> What is required
Could you print all the entries exactly?
Source material section start
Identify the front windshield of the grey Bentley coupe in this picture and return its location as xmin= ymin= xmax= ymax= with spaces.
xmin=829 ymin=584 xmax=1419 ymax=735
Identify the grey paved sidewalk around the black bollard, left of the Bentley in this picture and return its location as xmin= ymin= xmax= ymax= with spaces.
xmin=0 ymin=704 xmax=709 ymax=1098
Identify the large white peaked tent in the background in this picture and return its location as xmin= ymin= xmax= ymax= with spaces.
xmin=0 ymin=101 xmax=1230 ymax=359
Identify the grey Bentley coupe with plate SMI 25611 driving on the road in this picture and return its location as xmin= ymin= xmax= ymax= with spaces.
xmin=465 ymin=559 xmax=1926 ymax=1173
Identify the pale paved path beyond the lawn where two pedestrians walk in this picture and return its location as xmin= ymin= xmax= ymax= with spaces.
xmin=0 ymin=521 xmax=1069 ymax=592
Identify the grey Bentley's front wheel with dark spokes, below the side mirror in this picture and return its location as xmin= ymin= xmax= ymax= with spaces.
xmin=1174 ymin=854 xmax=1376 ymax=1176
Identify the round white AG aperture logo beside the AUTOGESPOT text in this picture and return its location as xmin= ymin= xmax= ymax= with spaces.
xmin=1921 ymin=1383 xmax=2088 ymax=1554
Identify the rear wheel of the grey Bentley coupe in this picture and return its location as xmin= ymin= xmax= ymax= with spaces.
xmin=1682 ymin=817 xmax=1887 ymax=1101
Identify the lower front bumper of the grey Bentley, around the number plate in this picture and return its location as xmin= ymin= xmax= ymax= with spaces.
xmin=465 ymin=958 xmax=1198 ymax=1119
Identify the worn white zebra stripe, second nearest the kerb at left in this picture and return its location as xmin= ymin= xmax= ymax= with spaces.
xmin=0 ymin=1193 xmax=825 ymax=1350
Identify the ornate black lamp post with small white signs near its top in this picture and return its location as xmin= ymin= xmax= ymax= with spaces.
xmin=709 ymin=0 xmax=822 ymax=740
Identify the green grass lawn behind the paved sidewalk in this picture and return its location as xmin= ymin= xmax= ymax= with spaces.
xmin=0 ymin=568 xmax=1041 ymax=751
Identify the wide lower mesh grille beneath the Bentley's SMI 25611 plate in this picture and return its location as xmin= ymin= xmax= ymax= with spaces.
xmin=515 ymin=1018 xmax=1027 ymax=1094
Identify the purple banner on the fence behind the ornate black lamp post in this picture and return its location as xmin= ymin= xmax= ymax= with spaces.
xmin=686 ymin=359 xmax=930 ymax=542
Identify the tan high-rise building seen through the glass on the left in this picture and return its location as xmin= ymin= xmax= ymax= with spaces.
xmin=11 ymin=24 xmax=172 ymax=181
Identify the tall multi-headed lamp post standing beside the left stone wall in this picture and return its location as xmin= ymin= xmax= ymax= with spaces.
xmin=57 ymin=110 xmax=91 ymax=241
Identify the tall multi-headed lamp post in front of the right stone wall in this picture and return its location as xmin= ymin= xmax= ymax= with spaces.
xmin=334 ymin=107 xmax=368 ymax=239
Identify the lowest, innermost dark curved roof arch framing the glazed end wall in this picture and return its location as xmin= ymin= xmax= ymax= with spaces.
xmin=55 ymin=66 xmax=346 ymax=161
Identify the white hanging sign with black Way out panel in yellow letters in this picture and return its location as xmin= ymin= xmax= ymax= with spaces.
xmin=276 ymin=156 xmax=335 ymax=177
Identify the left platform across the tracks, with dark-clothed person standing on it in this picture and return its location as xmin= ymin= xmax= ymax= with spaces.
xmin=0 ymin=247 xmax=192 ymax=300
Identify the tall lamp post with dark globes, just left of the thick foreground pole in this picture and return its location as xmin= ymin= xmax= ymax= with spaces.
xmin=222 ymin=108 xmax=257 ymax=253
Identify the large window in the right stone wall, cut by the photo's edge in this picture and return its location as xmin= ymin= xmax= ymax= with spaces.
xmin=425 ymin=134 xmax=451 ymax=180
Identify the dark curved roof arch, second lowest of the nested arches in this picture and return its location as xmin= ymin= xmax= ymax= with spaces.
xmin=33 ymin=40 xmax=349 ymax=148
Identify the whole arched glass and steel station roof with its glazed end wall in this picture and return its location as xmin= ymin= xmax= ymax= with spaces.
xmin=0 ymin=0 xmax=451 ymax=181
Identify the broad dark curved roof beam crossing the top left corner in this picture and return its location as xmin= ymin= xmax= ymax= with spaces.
Source material section end
> The completed task
Identify the front windshield of the grey Bentley coupe in this picture and return its location as xmin= ymin= xmax= ymax= with spaces.
xmin=829 ymin=584 xmax=1419 ymax=735
Identify the grey paved sidewalk around the black bollard, left of the Bentley in this picture and return its location as xmin= ymin= xmax= ymax= with spaces.
xmin=0 ymin=704 xmax=709 ymax=1098
Identify the large white peaked tent in the background in this picture and return its location as xmin= ymin= xmax= ymax= with spaces.
xmin=0 ymin=101 xmax=1230 ymax=359
Identify the grey Bentley coupe with plate SMI 25611 driving on the road in this picture and return its location as xmin= ymin= xmax= ymax= with spaces.
xmin=465 ymin=559 xmax=1926 ymax=1173
Identify the pale paved path beyond the lawn where two pedestrians walk in this picture and return its location as xmin= ymin= xmax= ymax= with spaces.
xmin=0 ymin=521 xmax=1069 ymax=592
Identify the grey Bentley's front wheel with dark spokes, below the side mirror in this picture and return its location as xmin= ymin= xmax= ymax= with spaces.
xmin=1174 ymin=854 xmax=1376 ymax=1176
Identify the round white AG aperture logo beside the AUTOGESPOT text in this picture and return its location as xmin= ymin= xmax= ymax= with spaces.
xmin=1921 ymin=1383 xmax=2088 ymax=1554
Identify the rear wheel of the grey Bentley coupe in this picture and return its location as xmin= ymin= xmax= ymax= with spaces.
xmin=1682 ymin=817 xmax=1887 ymax=1101
Identify the lower front bumper of the grey Bentley, around the number plate in this picture and return its location as xmin= ymin= xmax= ymax= with spaces.
xmin=465 ymin=958 xmax=1198 ymax=1119
Identify the worn white zebra stripe, second nearest the kerb at left in this picture and return its location as xmin= ymin= xmax= ymax= with spaces.
xmin=0 ymin=1193 xmax=825 ymax=1350
Identify the ornate black lamp post with small white signs near its top in this picture and return its location as xmin= ymin= xmax= ymax= with spaces.
xmin=709 ymin=0 xmax=822 ymax=740
Identify the green grass lawn behind the paved sidewalk in this picture and return its location as xmin= ymin= xmax= ymax= with spaces.
xmin=0 ymin=568 xmax=1041 ymax=751
Identify the wide lower mesh grille beneath the Bentley's SMI 25611 plate in this picture and return its location as xmin= ymin= xmax= ymax= with spaces.
xmin=515 ymin=1018 xmax=1027 ymax=1094
Identify the purple banner on the fence behind the ornate black lamp post in this picture and return its location as xmin= ymin= xmax= ymax= with spaces.
xmin=686 ymin=359 xmax=930 ymax=542
Identify the tan high-rise building seen through the glass on the left in this picture and return its location as xmin= ymin= xmax= ymax= with spaces.
xmin=11 ymin=24 xmax=172 ymax=181
Identify the tall multi-headed lamp post standing beside the left stone wall in this picture and return its location as xmin= ymin= xmax= ymax= with spaces.
xmin=57 ymin=110 xmax=91 ymax=241
Identify the tall multi-headed lamp post in front of the right stone wall in this picture and return its location as xmin= ymin= xmax= ymax= with spaces.
xmin=334 ymin=107 xmax=368 ymax=239
Identify the lowest, innermost dark curved roof arch framing the glazed end wall in this picture and return its location as xmin= ymin= xmax= ymax= with spaces.
xmin=55 ymin=66 xmax=346 ymax=161
Identify the white hanging sign with black Way out panel in yellow letters in this picture and return its location as xmin= ymin= xmax= ymax= with spaces.
xmin=276 ymin=156 xmax=335 ymax=177
Identify the left platform across the tracks, with dark-clothed person standing on it in this picture and return its location as xmin= ymin= xmax= ymax= with spaces.
xmin=0 ymin=247 xmax=192 ymax=300
Identify the tall lamp post with dark globes, just left of the thick foreground pole in this picture and return its location as xmin= ymin= xmax= ymax= with spaces.
xmin=222 ymin=108 xmax=257 ymax=253
Identify the large window in the right stone wall, cut by the photo's edge in this picture and return its location as xmin= ymin= xmax= ymax= with spaces.
xmin=425 ymin=134 xmax=451 ymax=180
Identify the dark curved roof arch, second lowest of the nested arches in this picture and return its location as xmin= ymin= xmax= ymax= with spaces.
xmin=33 ymin=40 xmax=349 ymax=148
Identify the whole arched glass and steel station roof with its glazed end wall in this picture and return its location as xmin= ymin= xmax= ymax= with spaces.
xmin=0 ymin=0 xmax=451 ymax=181
Identify the broad dark curved roof beam crossing the top left corner in this picture and return its location as xmin= ymin= xmax= ymax= with spaces.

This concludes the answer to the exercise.